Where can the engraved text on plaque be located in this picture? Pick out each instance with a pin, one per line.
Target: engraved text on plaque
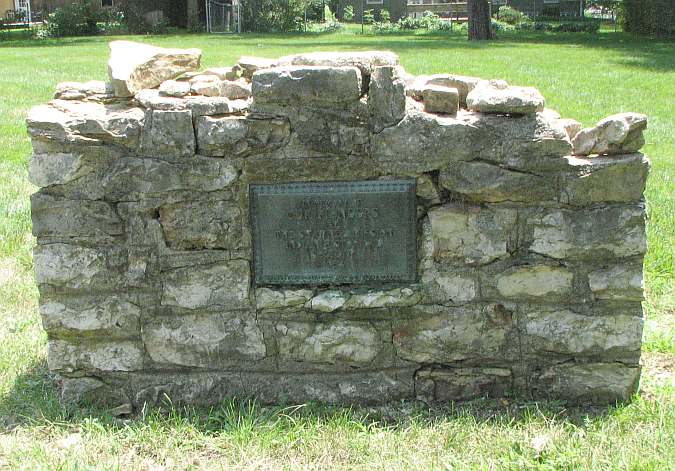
(334, 232)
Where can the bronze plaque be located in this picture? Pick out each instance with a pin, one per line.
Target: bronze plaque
(334, 232)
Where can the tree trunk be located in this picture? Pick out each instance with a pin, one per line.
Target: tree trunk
(479, 20)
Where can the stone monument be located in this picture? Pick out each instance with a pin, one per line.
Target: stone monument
(328, 227)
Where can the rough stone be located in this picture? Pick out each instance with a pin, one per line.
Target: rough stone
(618, 282)
(601, 383)
(204, 340)
(111, 316)
(462, 83)
(78, 122)
(249, 65)
(267, 298)
(68, 357)
(306, 84)
(386, 97)
(174, 88)
(169, 134)
(380, 299)
(497, 97)
(198, 225)
(613, 231)
(475, 236)
(481, 181)
(366, 61)
(439, 99)
(566, 333)
(537, 281)
(461, 384)
(223, 73)
(336, 342)
(328, 301)
(239, 136)
(454, 335)
(617, 134)
(223, 285)
(135, 66)
(619, 179)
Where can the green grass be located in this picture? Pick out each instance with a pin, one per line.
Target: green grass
(582, 76)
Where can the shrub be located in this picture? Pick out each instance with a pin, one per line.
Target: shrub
(75, 19)
(510, 15)
(348, 14)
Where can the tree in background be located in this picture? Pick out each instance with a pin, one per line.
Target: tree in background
(655, 17)
(479, 20)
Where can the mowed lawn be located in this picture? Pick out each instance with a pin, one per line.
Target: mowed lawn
(583, 77)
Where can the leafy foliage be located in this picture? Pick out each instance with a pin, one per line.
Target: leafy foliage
(654, 17)
(75, 19)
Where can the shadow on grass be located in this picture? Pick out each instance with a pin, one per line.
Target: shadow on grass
(33, 402)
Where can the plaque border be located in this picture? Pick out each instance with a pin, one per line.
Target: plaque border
(407, 185)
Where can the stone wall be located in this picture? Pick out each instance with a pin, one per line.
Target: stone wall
(530, 257)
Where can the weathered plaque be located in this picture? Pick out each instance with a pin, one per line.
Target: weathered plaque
(334, 232)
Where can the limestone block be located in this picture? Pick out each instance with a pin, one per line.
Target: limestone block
(386, 97)
(131, 178)
(442, 287)
(204, 340)
(209, 106)
(462, 83)
(525, 142)
(101, 356)
(397, 297)
(101, 316)
(61, 218)
(210, 224)
(359, 387)
(174, 88)
(595, 383)
(267, 298)
(73, 121)
(419, 143)
(474, 235)
(617, 134)
(338, 342)
(461, 384)
(366, 61)
(248, 65)
(239, 136)
(495, 96)
(482, 181)
(135, 66)
(536, 281)
(76, 267)
(169, 134)
(93, 89)
(567, 333)
(306, 84)
(222, 285)
(91, 391)
(327, 301)
(55, 169)
(619, 282)
(451, 335)
(617, 231)
(604, 179)
(153, 99)
(439, 99)
(223, 73)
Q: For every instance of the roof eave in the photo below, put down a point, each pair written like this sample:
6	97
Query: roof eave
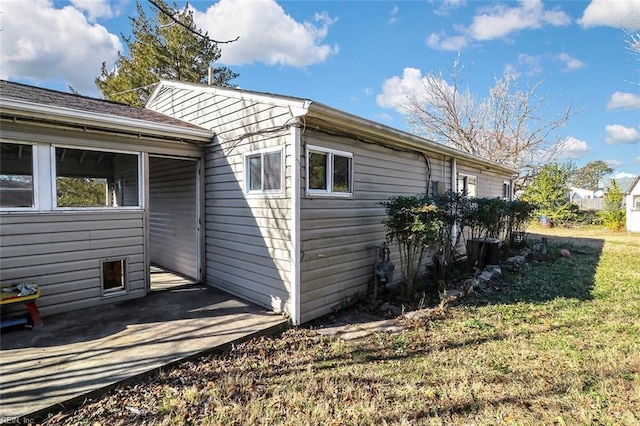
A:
86	118
297	106
396	137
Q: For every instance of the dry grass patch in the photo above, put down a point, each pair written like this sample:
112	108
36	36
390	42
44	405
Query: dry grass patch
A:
557	343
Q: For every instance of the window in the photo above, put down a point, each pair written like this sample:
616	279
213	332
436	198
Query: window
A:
329	172
96	178
16	176
114	276
264	171
506	190
467	185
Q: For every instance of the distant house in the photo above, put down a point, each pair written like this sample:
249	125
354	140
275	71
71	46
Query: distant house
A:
272	198
632	204
585	198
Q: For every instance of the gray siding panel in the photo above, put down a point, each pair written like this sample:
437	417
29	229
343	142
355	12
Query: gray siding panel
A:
173	214
338	234
248	240
62	252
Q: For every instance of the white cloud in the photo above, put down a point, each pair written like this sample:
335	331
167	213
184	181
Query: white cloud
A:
383	116
443	42
572	148
618	134
267	34
617	14
445	7
624	100
614	163
393	15
95	9
397	90
570	63
41	43
500	20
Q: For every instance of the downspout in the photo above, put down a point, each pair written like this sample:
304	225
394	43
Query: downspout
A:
428	169
454	189
295	141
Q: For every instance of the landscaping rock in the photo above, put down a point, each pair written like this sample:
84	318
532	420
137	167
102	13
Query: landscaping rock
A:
389	308
515	263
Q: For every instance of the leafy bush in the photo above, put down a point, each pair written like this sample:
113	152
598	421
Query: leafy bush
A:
414	224
614	215
549	192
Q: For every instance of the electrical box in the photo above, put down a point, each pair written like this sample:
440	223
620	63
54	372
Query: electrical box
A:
437	188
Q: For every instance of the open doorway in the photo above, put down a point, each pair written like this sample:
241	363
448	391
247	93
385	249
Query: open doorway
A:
174	232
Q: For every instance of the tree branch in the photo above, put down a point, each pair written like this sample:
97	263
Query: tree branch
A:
172	15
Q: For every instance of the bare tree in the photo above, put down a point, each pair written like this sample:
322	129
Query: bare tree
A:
507	127
633	44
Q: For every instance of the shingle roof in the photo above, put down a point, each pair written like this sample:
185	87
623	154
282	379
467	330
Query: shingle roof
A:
38	95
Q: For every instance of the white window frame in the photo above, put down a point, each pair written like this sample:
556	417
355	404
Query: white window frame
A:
507	184
465	189
54	175
34	179
328	192
247	171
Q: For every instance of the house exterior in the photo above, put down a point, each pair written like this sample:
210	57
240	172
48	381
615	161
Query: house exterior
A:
293	191
271	198
144	172
632	204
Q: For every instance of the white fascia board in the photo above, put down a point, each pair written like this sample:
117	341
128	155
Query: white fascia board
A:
298	106
86	118
399	138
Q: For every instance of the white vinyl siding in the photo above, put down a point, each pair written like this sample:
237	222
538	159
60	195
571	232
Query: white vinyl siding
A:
247	238
63	251
338	234
264	172
329	172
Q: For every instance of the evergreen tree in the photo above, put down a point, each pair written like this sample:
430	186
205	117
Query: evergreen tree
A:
160	48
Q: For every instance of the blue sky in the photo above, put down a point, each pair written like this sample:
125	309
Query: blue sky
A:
366	57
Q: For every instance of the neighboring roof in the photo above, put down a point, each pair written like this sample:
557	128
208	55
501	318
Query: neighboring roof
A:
632	185
319	115
623	183
28	101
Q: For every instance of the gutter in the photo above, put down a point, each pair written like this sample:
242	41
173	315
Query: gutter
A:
398	138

EXERCISE GOAL:
Set down every entry exactly; omit the pictures.

RESULT FOR THIS EXERCISE:
Where can the engraved text on plaque be located in this picture? Pick out each instance with a pin, one per line.
Target: engraved text on plaque
(334, 232)
Where can the bronze plaque be located in this picture? Pick out each instance with a pin, one per line.
Target: bronze plaque
(334, 232)
Where can the tree trunk be located in this picture? Pick out each instance with a pin, one per line.
Target: tree trunk
(479, 20)
Where can the stone monument be located in this picture? Pick out each instance with a pin, one per line.
Target: stone monument
(328, 227)
Where can the rough stone be located in this picture? Pick out each instance with a pin, one per line.
Target: rough stone
(618, 282)
(601, 383)
(204, 340)
(111, 316)
(462, 83)
(78, 122)
(249, 65)
(267, 298)
(68, 357)
(306, 84)
(386, 97)
(174, 88)
(169, 134)
(380, 299)
(497, 97)
(198, 225)
(613, 231)
(475, 236)
(481, 181)
(366, 61)
(439, 99)
(566, 333)
(537, 281)
(461, 384)
(223, 73)
(336, 342)
(328, 301)
(239, 136)
(454, 335)
(617, 134)
(223, 285)
(135, 66)
(619, 179)
Where can the green grass be located in this picture? Pick out each instance with a pin, one per line.
Target: green grass
(582, 76)
Where can the shrub be located in this picture? Pick out each instance with a pin, one per line.
Target: shrub
(75, 19)
(510, 15)
(348, 14)
Where can the tree in background be located in this picture? Pick out each instance with a pin, one per line.
Target: tree in background
(655, 17)
(479, 20)
Where can the mowed lawn be located in this picture? Pick out each instance with a pin, one per line.
Target: mowed lawn
(583, 77)
Where can the leafy foliage be located in this picture? Pick out each instance with a pin, one per line.
Target: leafy foliage
(654, 17)
(75, 19)
Where can the shadow on grass be located in this picture? Pick out each instance with a pin, one per line.
Target: shadow on grass
(33, 402)
Where can the plaque border be located in this picture? Pick out each instance with a pin, one per line.
Target: plaque border
(407, 185)
Where can the stone wall be located in this picture? Pick out each instance with a pin, one per line.
Target: stone wall
(530, 257)
Where can the weathered plaque be located in this picture? Pick out each instance with a pin, one per line.
Target: weathered plaque
(334, 232)
Where can the limestone block be located in this picture? Pick out each instance with a pin, one per line.
Target: limestone block
(386, 97)
(131, 178)
(442, 287)
(204, 340)
(209, 106)
(462, 83)
(525, 142)
(101, 356)
(397, 297)
(101, 316)
(61, 218)
(210, 224)
(359, 387)
(174, 88)
(595, 383)
(267, 298)
(73, 121)
(419, 143)
(474, 235)
(617, 134)
(338, 342)
(461, 384)
(366, 61)
(248, 65)
(239, 136)
(495, 96)
(482, 181)
(135, 66)
(536, 281)
(76, 267)
(169, 134)
(93, 89)
(567, 333)
(306, 84)
(222, 285)
(91, 391)
(327, 301)
(55, 169)
(619, 282)
(451, 335)
(617, 231)
(604, 179)
(153, 99)
(439, 99)
(223, 73)
Q: For every instance of the roof eave in the photo below, put down a point, each pair written like this sample:
6	97
Query: roof eave
A:
86	118
297	106
396	137
Q: For every instance of the dry grass patch in the photo above, put down a point, each pair written like this sample:
112	108
36	36
390	42
44	405
Query: dry grass patch
A:
557	343
Q: For every instance of the window in the photo above, put down a point, each pair written like this sample:
616	279
213	332
436	198
Query: window
A:
329	172
96	178
16	176
114	276
264	171
506	190
467	185
Q: For every instance of the distant house in the photo above, put down a point, each pair written like this sample:
249	125
354	140
275	71
71	46
Query: distant house
A:
272	198
632	204
585	198
Q: For every instance of the gray siding panel in the photo above, put down a point, each pair written like this sample:
437	417
29	229
343	142
355	12
Query: gray siding panel
A:
173	214
338	234
248	240
62	252
Q: For every instance of the white cloud in the photo above, put down a point, each pair written like this sample:
335	331
167	213
184	181
Query: white cloud
A:
383	116
443	42
572	148
618	134
267	34
617	14
445	7
624	100
614	163
393	15
95	9
397	90
570	63
41	43
500	20
Q: For every instance of the downspout in the photo above, put down a point, each pair written like this sample:
304	225
394	43
Query: downspout
A:
428	169
454	189
295	141
Q: For every instance of the landscaping rock in the photo above, put down a point, each pair written like this sample:
84	318
532	420
137	167
102	13
Query: landscaping rock
A:
389	308
515	263
Q: For every instance of the leafy bush in the photo above, put down a point, each pair written like this sample:
113	152
598	421
Query: leafy bush
A:
414	224
614	215
549	192
Q: For every instance of the electrical box in the photo above, put down a point, each pair written like this sample:
440	223
620	63
54	372
Query: electrical box
A:
437	188
Q: For every instance of the open doorway in the photo above, put down a point, each pair written like this sample:
241	363
448	391
247	93
385	249
Query: open doorway
A:
174	232
Q: For every instance of the tree branch in the photo above, put down a point, each pair written like this sample:
97	263
Query: tree branch
A:
172	15
Q: For every instance of the bare tree in the photo above, put down a point, each pair written like this sample:
322	129
Query: bare tree
A:
507	127
633	44
Q: For every instance of the shingle roof in the photo above, put down a point, each pair written like this sample:
185	87
623	154
282	379
467	330
Query: shingle roof
A:
38	95
Q: For every instance of the white window frame in the photo above, put down a point, each pair written like this sample:
556	417
355	404
Query: white window frame
A:
507	184
465	189
54	175
34	179
328	192
247	171
Q: For every instance of the house exterior in the photo above, put down a point, each pair written like this sample:
210	57
240	172
48	381
615	161
Query: house exterior
A:
293	191
271	198
144	172
632	204
Q: For every instance of the white fascia board in the photo above, put down a point, each pair written like this sample:
117	341
128	155
Query: white fascia board
A:
298	106
86	118
399	138
Q: For every instance of the white vinyl siding in the photo above, put down a point, each pair written like this sample:
237	222
538	159
60	195
571	232
Query: white vinyl siding
A:
247	238
63	251
338	234
264	172
329	172
Q: For every instance of the evergreen tree in the photo above, put down a point, each pair written like this sample:
430	186
205	117
Query: evergreen tree
A:
160	48
Q: For every instance of the blue sky in the photo above, put down a point, each pair written like this sample:
125	309
Query: blue sky
A:
366	57
Q: For every instance of the neighboring roof in the photo above, put down a point, each pair written like this sample:
557	128
208	55
501	318
Query: neighboring roof
A:
632	185
319	115
623	183
28	101
Q: For every instance of the gutter in the photo above, put down a point, each pair written like this sample:
242	41
173	315
Query: gutter
A:
398	138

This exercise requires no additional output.